◆ Zu erledigende Aufgaben
[1] Gib aus dem Bericht zur Lage in Idlib alles von „Von Harald Etzbach“ bis hinunter zu „Verbündeter massiv verstärkt.“ erneut wieder und ersetze dabei „Provinz“ durch „Region“.
[2] Fasse im Bericht zur Lage in Idlib den Absatz, der mit „In dieser Situation kam es Anfang Februar“ beginnt, als Stichpunktliste zusammen und behalte dabei die wesentlichen Fakten bei.
[3] Setze den Bericht zur Lage in Idlib nach seinem letzten Satz mit dem nächsten Abschnitt fort.

◆ Bereitgestellter Text

----------------------------------------

Unzählige Syrer*innen aus Idlib sind erneut auf der Flucht

Von Harald Etzbach

Die Situation in Idlib, der Provinz im Nordwesten Syriens, die sich als letztes Gebiet des Landes noch unter Kontrolle der Rebellen befindet, wird von Tag zu Tag dramatischer. Das Assad-Regime ist entschlossen, die Provinz nun auch zurückzuerobern, und hat seit Dezember 2019 seine Angriffe mit Unterstützung russischer und iranischer Verbündeter massiv verstärkt. 

Während die russische Luftwaffe nahezu täglich die zivile Infrastruktur – Schulen, Wohngebiete, Krankenhäuser und Märkte – bombardiert, rücken die Truppen der Regimearmee und iranische Milizen immer weiter vor, erobern Dörfer und Städte. Mittlerweile stehen sie kurz vor der Provinzhauptstadt Idlib. Etwa 700.000 Menschen sind derzeit auf der Flucht in Richtung türkische Grenze, doch die ist geschlossen. Die Bedingungen für die Flüchtenden sind katastrophal. Wer ein Auto besitzt, hat Glück, doch gehen auch langsam die Benzinvorräte zu Ende. Viele gehen zu Fuß, besitzen nicht einmal ein Zelt und leben im Freien unter Bäumen, bei Minusgraden mit ein paar Decken und den wenigen Habseligkeiten, die sie retten konnten. Nahrung und sauberes Trinkwasser werden immer knapper, und Medikamente gibt es so gut wie nicht. Insbesondere Säuglingen und Kleinkindern droht der Tod durch Erfrieren. Und als ob all dies noch nicht genug wäre, werden die Konvois und Lager der Flüchtenden auch immer wieder bombardiert.

In dieser Situation kam es Anfang Februar zu einer Eskalation zwischen dem syrischen Regime und der Türkei. Nachdem syrische Regimetruppen türkische Stützpunkte in Idlib angegriffen und dabei 13 türkische Soldaten und Zivilisten getötet hatten, reagierten die Türkei und mit ihr verbündete Milizen mit dem Abschuss eines syrischen Militärhubschraubers und Angriffen auf Einheiten der syrischen Armee. Nach türkischen Angaben wurden hierbei Dutzende von Zivilist*innen und Soldaten der Regimearmee getötet. Einige Tage später verkündete der türkische Präsident Erdogan, die Türkei werde im Falle einer erneuten Aggression der Assad-Truppen »überall« in Syrien angreifen. Die Türkei werde »am Boden und in der Luft« reagieren, sollten sich die syrischen Regierungstruppen nicht bis Ende des Monats aus den in den letzten Wochen eroberten Gebieten in Idlib zurückziehen.

----------------------------------------

◆ Datensätze
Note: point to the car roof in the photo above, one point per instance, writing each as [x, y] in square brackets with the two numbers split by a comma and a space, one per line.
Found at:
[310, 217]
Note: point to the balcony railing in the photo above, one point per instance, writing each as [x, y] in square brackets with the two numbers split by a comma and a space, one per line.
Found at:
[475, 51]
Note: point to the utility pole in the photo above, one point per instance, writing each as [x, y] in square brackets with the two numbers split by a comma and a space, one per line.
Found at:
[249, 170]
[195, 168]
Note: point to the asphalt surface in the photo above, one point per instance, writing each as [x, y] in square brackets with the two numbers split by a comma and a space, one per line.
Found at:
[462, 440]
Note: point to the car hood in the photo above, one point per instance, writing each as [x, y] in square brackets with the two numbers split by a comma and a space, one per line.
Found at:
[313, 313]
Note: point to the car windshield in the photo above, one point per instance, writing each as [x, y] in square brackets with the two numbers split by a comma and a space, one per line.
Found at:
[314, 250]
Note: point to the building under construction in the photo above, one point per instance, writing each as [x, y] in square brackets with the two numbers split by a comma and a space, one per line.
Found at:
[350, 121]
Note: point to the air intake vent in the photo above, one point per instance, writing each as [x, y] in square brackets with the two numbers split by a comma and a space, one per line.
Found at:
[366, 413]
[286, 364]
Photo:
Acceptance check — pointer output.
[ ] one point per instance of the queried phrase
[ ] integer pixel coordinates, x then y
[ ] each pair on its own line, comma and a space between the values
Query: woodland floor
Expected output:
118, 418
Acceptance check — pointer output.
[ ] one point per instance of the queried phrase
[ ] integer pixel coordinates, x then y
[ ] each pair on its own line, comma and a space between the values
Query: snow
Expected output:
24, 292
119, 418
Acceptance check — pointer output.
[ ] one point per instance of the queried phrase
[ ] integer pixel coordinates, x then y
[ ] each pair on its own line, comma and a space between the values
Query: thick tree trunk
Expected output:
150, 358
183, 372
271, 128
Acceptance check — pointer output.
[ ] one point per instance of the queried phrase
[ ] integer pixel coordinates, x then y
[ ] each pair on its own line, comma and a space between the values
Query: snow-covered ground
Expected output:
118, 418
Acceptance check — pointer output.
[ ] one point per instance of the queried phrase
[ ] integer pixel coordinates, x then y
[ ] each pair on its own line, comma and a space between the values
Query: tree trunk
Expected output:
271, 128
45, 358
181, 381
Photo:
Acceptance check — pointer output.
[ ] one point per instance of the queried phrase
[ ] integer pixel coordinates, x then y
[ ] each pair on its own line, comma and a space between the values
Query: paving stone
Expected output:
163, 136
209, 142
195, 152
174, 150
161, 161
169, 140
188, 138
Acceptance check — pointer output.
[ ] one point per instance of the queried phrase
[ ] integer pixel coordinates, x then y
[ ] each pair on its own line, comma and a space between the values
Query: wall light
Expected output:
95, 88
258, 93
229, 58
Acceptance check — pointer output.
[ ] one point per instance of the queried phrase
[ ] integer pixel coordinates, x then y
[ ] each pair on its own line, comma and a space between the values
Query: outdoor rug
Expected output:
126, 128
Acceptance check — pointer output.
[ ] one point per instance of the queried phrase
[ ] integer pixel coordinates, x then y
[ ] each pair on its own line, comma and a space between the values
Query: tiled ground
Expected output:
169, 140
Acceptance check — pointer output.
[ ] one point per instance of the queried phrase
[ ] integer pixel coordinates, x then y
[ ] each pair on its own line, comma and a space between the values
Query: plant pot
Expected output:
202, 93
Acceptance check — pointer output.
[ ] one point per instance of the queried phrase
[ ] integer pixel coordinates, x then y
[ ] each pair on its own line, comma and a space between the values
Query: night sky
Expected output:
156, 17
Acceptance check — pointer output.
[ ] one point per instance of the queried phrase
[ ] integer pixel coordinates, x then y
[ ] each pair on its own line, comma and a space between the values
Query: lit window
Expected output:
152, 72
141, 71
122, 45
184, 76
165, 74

----------------------------------------

◆ Ergebnisse je Aufgabe
[1]
Von Harald Etzbach

Die Situation in Idlib, der Region im Nordwesten Syriens, die sich als letztes Gebiet des Landes noch unter Kontrolle der Rebellen befindet, wird von Tag zu Tag dramatischer. Das Assad-Regime ist entschlossen, die Region nun auch zurückzuerobern, und hat seit Dezember 2019 seine Angriffe mit Unterstützung russischer und iranischer Verbündeter massiv verstärkt.

[2]
- Anfang Februar eskalierte der Konflikt zwischen dem syrischen Regime und der Türkei.
- Syrische Regimetruppen griffen türkische Stützpunkte in Idlib an und töteten dabei 13 türkische Soldaten und Zivilisten.
- Die Türkei und verbündete Milizen schossen daraufhin einen syrischen Militärhubschrauber ab und griffen Einheiten der syrischen Armee an. Nach türkischen Angaben wurden dabei Dutzende Zivilist*innen und Soldaten der Regimearmee getötet.
- Einige Tage später drohte Erdogan, die Türkei werde bei erneuter Aggression der Assad-Truppen „überall“ in Syrien angreifen.
- Die Türkei werde „am Boden und in der Luft“ reagieren, falls sich die syrischen Regierungstruppen nicht bis Monatsende aus den kürzlich eroberten Gebieten in Idlib zurückziehen.

[3]
Trotz dieser bombastischen Rhetorik ist aber wohl auch dem türkischen Präsidenten klar, dass die Türkei sich nicht auf eine ernsthafte militärische Konfrontation mit Russland einlassen kann, die im Falle eines weiterreichenden Vorgehens gegen das Assad-Regime unausweichlich wäre. Tatsächlich geht es der türkischen Regierung auch kaum um den Schutz syrischer Zivilist*innen. Wichtiger dürften der Ausbau einer türkischen Einflusszone im Norden Syriens und die Sicherung der türkischen Südgrenze gegenüber syrischen Flüchtlingen sein. In diesem letzten Punkt ist die Türkei sich übrigens völlig einig mit den Regierungen der EU, deren Hauptsorge ein neuer »Flüchtlingsstrom« ist. Wie immer der derzeitige Konflikt zwischen der Türkei und dem syrischen Regime ausgehen mag, die Hauptleidtragenden stehen bereits jetzt fest: Es sind die über drei Millionen Menschen, die in Idlib in einer brutalen Falle gefangen sind. 

Harald Etzbach

ist Historiker und Politikwissenschaftler und unter anderem Redakteur beim Westasiendossier der Rosa-Luxemburg-Stiftung.